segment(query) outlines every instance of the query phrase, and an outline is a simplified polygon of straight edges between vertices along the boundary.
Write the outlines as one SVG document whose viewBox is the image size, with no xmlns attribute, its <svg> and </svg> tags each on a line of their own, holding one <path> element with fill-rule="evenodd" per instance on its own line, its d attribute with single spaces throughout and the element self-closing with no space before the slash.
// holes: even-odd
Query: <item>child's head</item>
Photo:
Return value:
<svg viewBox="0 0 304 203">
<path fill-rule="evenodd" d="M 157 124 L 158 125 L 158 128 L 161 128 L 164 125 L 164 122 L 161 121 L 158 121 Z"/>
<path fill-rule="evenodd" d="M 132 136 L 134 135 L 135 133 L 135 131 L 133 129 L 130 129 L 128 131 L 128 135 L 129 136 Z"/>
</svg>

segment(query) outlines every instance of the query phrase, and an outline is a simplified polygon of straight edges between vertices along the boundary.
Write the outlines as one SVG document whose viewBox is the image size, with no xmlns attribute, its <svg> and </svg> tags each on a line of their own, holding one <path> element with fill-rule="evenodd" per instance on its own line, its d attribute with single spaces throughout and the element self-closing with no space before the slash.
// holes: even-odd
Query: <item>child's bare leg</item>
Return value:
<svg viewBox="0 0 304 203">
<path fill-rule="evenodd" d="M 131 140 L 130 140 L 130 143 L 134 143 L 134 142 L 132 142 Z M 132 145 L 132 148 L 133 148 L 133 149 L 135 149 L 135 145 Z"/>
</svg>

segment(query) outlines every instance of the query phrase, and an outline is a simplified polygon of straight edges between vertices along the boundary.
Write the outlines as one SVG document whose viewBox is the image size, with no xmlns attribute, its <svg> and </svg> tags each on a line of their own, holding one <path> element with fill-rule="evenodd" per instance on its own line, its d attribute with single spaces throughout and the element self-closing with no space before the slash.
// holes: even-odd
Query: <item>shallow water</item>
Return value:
+++
_What needs to be done_.
Reproduce all of the records above line for line, keeping every character unchanged.

_Written solution_.
segment(query) outlines every instance of the query phrase, and an outline is a simplified polygon of straight edges between vertices along the boundary.
Write the outlines as one SVG document whose viewBox is the image size, with no xmlns attribute, its <svg> and </svg> tags each on a line of their own, holding one <path> element with fill-rule="evenodd" per instance on its own line, its d attribute with single spaces throughout and the element self-closing with no space before the slash.
// holes: even-odd
Query: <item>child's head</item>
Photo:
Return value:
<svg viewBox="0 0 304 203">
<path fill-rule="evenodd" d="M 157 124 L 158 125 L 158 128 L 161 128 L 164 125 L 164 122 L 161 121 L 158 121 Z"/>
<path fill-rule="evenodd" d="M 132 136 L 134 135 L 135 133 L 135 131 L 133 129 L 130 129 L 128 131 L 128 135 L 129 136 Z"/>
</svg>

segment(query) outlines every instance of the query phrase, and an outline is a simplified polygon of straight edges between vertices along the boundary.
Write the outlines as one SVG document whose viewBox is the image size, with no xmlns attribute, its <svg> and </svg> tags each on a line of their own, holding one <path> element with fill-rule="evenodd" per instance on its own line, its d attribute with single spaces throughout and the element self-closing with no space before the slash.
// holes: even-odd
Query: <item>child's bare leg</item>
Return value:
<svg viewBox="0 0 304 203">
<path fill-rule="evenodd" d="M 131 140 L 130 140 L 130 143 L 134 143 L 134 142 L 132 142 Z M 132 145 L 132 148 L 133 148 L 133 149 L 135 149 L 135 145 Z"/>
</svg>

segment(query) outlines every instance of the query phrase, and an outline is a simplified polygon of straight edges between vertices along the boundary.
Write the outlines as one SVG document whose viewBox is the image size, with no xmlns attribute, its <svg> and </svg> tags each on a line of their own, holding one <path> element with fill-rule="evenodd" per instance on its own line, its d attribute with single spaces throughout and the element self-closing with no space before the slash.
// holes: even-odd
Query: <item>shallow water</item>
Return value:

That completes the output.